**STATED EXERCISE**:
Extend the memory-failure patch message below, continuing directly after its last sentence.

**QUOTED PASSAGE**:
▼
[PATCH] mm/memory-failure: fix infinite UCE for VM

linux-mm.kvack.org archive mirror
 help / color / mirror / Atom feed

* [PATCH] mm/memory-failure: fix infinite UCE for VM_PFNMAP pfn
@ 2025-08-06  2:05 Jinjiang Tu
  2025-08-06  3:05 ` Miaohe Lin
  2025-08-06 12:39 ` David Hildenbrand
  0 siblings, 2 replies; 10+ messages in thread
From: Jinjiang Tu @ 2025-08-06  2:05 UTC (permalink / raw)
  To: linmiaohe, nao.horiguchi, akpm, xueshuai, david, ziy, osalvador,
	linux-mm
  Cc: wangkefeng.wang, tujinjiang

When memory_failure() is called for a already hwpoisoned pfn,
kill_accessing_process() will be called to kill current task. However, if
the vma of the accessing vaddr is VM_PFNMAP, walk_page_range() will skip
the vma in walk_page_test() and return 0.
▲
**DATASET**:
▼
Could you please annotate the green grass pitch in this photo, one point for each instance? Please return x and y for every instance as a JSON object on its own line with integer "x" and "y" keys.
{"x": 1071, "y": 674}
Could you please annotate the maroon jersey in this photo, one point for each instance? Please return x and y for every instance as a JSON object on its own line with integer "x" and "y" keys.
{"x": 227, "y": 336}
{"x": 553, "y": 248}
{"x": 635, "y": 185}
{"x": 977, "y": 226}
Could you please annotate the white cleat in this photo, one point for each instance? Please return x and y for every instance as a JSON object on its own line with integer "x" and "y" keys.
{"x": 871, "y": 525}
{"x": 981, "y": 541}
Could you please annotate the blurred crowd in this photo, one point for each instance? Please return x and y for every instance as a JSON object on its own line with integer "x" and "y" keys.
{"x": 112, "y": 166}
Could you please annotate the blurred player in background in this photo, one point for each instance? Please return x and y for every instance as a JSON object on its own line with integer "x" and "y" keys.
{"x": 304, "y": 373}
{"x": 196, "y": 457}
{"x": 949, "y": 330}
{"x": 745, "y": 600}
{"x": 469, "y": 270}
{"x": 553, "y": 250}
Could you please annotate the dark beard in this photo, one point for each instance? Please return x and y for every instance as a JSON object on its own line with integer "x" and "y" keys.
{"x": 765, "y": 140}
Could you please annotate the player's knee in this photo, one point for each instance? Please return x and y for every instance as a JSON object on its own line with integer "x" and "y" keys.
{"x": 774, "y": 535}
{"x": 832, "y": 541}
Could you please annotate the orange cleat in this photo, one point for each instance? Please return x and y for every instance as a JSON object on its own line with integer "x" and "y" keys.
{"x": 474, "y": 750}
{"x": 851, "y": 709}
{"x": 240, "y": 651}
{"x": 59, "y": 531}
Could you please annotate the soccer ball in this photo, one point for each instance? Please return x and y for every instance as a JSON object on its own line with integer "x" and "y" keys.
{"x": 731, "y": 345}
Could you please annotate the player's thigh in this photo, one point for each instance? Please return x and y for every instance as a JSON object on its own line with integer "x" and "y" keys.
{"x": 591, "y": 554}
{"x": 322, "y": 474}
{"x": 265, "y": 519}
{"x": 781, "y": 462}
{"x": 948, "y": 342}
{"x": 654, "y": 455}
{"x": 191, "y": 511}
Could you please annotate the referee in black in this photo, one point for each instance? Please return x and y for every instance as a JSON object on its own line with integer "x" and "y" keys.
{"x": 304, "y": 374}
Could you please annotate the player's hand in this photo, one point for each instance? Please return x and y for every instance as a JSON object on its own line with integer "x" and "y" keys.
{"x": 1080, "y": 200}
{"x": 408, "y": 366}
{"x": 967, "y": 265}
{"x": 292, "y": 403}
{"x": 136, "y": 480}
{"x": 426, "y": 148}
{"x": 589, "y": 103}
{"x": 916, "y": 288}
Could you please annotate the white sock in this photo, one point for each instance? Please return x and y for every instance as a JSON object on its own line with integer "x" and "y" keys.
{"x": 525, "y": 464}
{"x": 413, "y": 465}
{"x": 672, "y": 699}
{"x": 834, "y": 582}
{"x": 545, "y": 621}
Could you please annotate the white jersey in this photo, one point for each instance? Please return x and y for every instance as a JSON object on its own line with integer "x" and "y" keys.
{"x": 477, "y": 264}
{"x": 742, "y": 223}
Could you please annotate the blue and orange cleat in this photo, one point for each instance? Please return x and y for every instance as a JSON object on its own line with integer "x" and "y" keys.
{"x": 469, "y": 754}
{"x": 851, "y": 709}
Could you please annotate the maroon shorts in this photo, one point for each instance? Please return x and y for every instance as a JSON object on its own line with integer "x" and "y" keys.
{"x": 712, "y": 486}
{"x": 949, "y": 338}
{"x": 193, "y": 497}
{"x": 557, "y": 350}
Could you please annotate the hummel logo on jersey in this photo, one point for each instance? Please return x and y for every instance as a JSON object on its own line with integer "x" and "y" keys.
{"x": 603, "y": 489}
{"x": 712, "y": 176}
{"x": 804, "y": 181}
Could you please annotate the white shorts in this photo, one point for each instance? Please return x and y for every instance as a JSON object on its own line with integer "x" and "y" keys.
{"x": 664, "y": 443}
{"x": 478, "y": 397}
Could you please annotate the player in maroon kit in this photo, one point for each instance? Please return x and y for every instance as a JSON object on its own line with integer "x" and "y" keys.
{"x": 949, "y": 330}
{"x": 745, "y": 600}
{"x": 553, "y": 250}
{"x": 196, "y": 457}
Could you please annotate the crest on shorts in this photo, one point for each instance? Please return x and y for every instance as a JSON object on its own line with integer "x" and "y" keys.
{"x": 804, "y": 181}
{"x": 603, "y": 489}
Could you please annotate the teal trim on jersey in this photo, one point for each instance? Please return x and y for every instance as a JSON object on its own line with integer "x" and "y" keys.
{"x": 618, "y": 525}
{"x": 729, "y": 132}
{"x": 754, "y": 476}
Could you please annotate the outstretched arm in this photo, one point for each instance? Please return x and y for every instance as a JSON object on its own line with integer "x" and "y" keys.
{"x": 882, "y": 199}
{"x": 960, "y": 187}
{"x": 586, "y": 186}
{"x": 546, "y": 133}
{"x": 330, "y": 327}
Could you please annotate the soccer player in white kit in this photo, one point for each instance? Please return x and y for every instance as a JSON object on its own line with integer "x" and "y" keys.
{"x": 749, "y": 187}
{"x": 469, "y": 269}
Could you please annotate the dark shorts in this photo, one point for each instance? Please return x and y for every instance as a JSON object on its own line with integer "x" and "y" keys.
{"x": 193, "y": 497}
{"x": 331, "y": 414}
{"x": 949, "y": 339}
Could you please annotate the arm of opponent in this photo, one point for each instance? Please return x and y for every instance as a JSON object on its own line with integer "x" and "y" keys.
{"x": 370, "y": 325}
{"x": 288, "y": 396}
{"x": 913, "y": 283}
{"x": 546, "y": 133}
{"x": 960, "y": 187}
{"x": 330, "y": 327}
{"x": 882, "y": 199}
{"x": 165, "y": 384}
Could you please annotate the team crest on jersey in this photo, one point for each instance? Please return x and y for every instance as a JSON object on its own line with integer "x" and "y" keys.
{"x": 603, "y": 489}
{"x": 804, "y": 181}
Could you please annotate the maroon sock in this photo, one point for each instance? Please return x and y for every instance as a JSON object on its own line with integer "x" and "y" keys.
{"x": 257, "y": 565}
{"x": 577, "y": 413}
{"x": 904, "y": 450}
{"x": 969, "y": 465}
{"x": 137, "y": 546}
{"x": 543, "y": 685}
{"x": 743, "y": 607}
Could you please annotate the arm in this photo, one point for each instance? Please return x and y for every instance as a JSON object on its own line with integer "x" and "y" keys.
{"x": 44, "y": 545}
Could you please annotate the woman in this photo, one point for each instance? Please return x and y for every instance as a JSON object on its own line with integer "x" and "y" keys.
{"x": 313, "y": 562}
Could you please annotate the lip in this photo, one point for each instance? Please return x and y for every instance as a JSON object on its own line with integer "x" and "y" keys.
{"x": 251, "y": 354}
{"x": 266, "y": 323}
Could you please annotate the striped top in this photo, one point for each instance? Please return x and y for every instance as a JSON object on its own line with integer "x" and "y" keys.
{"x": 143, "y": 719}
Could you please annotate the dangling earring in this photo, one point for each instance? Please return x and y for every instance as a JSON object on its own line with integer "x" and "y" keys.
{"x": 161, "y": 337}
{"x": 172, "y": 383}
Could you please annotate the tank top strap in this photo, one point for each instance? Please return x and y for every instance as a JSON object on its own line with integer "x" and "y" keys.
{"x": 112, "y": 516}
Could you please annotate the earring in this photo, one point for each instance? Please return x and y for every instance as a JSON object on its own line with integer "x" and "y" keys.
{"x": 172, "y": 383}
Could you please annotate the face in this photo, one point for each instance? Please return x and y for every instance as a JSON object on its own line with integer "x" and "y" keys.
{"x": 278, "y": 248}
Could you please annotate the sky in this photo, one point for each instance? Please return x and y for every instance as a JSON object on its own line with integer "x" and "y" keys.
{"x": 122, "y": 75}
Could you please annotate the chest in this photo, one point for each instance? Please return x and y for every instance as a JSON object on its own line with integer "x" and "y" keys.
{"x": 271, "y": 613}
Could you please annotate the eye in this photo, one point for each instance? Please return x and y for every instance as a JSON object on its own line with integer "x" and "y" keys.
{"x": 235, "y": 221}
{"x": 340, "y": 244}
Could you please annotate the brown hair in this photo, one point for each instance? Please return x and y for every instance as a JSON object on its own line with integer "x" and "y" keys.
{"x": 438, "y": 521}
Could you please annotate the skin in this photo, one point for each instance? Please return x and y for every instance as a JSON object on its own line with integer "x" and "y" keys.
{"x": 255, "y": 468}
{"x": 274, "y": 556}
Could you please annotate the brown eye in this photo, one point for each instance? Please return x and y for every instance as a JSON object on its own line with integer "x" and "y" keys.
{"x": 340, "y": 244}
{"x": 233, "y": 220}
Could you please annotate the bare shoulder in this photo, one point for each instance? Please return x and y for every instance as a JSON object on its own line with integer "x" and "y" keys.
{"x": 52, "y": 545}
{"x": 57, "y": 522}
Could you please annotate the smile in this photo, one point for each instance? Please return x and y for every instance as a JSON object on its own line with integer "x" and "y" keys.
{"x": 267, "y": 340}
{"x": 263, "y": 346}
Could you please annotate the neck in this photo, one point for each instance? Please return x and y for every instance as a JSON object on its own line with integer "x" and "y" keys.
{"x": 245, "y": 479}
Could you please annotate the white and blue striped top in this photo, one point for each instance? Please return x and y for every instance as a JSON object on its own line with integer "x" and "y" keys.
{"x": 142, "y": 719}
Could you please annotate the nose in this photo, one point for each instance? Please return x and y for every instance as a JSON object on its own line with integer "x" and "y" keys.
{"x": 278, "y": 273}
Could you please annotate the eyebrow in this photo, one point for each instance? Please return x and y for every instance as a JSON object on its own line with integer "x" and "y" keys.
▲
**ANSWER TO THIS TASK**:
Before commit aaf99ac2ceb7 ("mm/hwpoison: do not send SIGBUS to processes
with recovered clean pages"), kill_accessing_process() will return EFAULT.
For x86, the current task will be killed in kill_me_maybe().

However, after this commit, kill_accessing_process() simplies return 0,
that means UCE is handled properly, but it doesn't actually. In such case,
the user task will trigger UCE infinitely.

To fix it, add .test_walk callback for hwpoison_walk_ops to scan all vmas.

Fixes: aaf99ac2ceb7 ("mm/hwpoison: do not send SIGBUS to processes with recovered clean pages")
Signed-off-by: Jinjiang Tu <tujinjiang@huawei.com>
---
 mm/memory-failure.c | 7 +++++++
 1 file changed, 7 insertions(+)

diff --git a/mm/memory-failure.c b/mm/memory-failure.c
index b91a33fb6c69..66b0c359d447 100644
--- a/mm/memory-failure.c
+++ b/mm/memory-failure.c
@@ -847,9 +847,16 @@ static int hwpoison_hugetlb_range(pte_t *ptep, unsigned long hmask,
 #define hwpoison_hugetlb_range	NULL
 #endif

+static int hwpoison_test_walk(unsigned long start, unsigned long end,
+			     struct mm_walk *walk)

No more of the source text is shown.